Prompt: Print every one of the rows below word for word, but omit the pictures.

Raw rows:
:::

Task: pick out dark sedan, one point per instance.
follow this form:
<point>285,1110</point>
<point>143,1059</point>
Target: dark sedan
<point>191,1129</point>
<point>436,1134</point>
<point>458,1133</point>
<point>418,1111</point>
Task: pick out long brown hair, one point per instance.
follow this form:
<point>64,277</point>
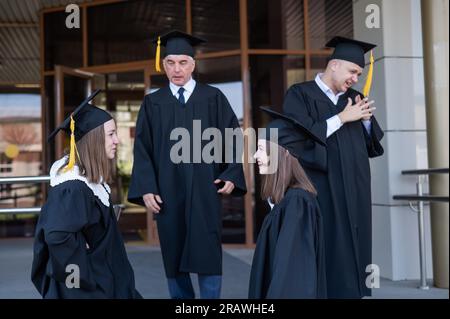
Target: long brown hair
<point>289,174</point>
<point>93,162</point>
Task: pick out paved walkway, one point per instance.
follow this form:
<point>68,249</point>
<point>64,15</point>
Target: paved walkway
<point>16,256</point>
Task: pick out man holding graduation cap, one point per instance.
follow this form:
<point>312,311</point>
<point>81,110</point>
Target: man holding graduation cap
<point>184,196</point>
<point>343,119</point>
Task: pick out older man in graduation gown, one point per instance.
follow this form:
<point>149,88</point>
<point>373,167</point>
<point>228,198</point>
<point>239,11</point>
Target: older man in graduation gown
<point>343,118</point>
<point>174,181</point>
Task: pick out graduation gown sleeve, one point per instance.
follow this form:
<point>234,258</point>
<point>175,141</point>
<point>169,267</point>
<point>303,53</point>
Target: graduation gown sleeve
<point>298,267</point>
<point>231,170</point>
<point>289,260</point>
<point>60,241</point>
<point>143,177</point>
<point>313,154</point>
<point>373,139</point>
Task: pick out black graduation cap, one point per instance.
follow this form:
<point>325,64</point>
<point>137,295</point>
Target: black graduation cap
<point>176,42</point>
<point>349,50</point>
<point>86,117</point>
<point>291,134</point>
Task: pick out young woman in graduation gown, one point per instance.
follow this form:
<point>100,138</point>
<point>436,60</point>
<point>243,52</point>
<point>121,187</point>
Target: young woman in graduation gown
<point>78,249</point>
<point>288,261</point>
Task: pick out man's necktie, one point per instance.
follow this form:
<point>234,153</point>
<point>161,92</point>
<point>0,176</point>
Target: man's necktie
<point>181,96</point>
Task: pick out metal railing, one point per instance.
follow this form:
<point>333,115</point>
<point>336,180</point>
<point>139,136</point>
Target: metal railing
<point>420,198</point>
<point>23,180</point>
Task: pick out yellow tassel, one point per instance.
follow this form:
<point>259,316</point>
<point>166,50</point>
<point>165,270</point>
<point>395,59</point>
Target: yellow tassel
<point>158,55</point>
<point>73,146</point>
<point>367,86</point>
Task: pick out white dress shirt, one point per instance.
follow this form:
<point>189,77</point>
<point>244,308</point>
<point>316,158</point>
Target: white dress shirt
<point>188,89</point>
<point>334,123</point>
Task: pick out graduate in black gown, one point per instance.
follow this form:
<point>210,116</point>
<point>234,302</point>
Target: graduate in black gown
<point>289,259</point>
<point>343,119</point>
<point>78,249</point>
<point>172,179</point>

:::

Result of the exercise:
Task: pick out dark sedan, one point per instance.
follow this form:
<point>285,1110</point>
<point>143,1059</point>
Target: dark sedan
<point>191,1129</point>
<point>436,1134</point>
<point>458,1133</point>
<point>418,1111</point>
Task: pick out long brown hair, one point per instance.
follow this form:
<point>64,277</point>
Target: long brown hair
<point>289,174</point>
<point>93,162</point>
Task: pick out paved walkway, one point per instance.
follow this form:
<point>68,249</point>
<point>64,15</point>
Target: paved walkway
<point>16,256</point>
Task: pick out man holding graduation cap, one point per instance.
follow this form:
<point>312,311</point>
<point>81,110</point>
Target: man holding graduation cap
<point>184,196</point>
<point>343,119</point>
Task: pick out older man in graduation gown, one point per instance.
follow this form:
<point>149,88</point>
<point>373,167</point>
<point>228,198</point>
<point>239,11</point>
Target: older man in graduation gown
<point>343,118</point>
<point>174,181</point>
Task: pick out graduation gown sleeve, one point per instance.
follow this form:
<point>234,258</point>
<point>175,141</point>
<point>169,267</point>
<point>303,53</point>
Target: graduation gown sleeve
<point>298,267</point>
<point>231,170</point>
<point>289,260</point>
<point>60,241</point>
<point>143,177</point>
<point>313,154</point>
<point>373,139</point>
Task: pick out black graduation cap, one point per instance.
follow this form:
<point>325,64</point>
<point>137,295</point>
Target: black graduation cap
<point>176,42</point>
<point>349,50</point>
<point>86,117</point>
<point>291,134</point>
Task: pick out young woman in graduation gown, one point per instance.
follow this form:
<point>100,138</point>
<point>436,60</point>
<point>243,52</point>
<point>121,187</point>
Target: young woman in graduation gown
<point>78,249</point>
<point>288,261</point>
Task: pick out man's necktie, one point per instance.
follow this form:
<point>234,153</point>
<point>161,92</point>
<point>0,176</point>
Target: man's necktie
<point>181,96</point>
Task: pick out metal railing, one point per instance.
follow this form:
<point>333,115</point>
<point>336,180</point>
<point>139,136</point>
Target: metal railing
<point>420,198</point>
<point>23,180</point>
Task: pick out yellow tassel, one point per instance.
follow this form:
<point>259,316</point>
<point>166,50</point>
<point>165,270</point>
<point>395,59</point>
Target: yellow tassel
<point>158,55</point>
<point>73,146</point>
<point>367,86</point>
Task: pick out white dress shirt, one point per instance.
follow this form:
<point>189,77</point>
<point>244,308</point>
<point>316,158</point>
Target: white dress shirt
<point>188,89</point>
<point>334,123</point>
Task: pick out graduate in black gown, one point per instance.
follow this form:
<point>210,116</point>
<point>234,302</point>
Target: graduate in black gown
<point>289,259</point>
<point>343,119</point>
<point>78,249</point>
<point>172,179</point>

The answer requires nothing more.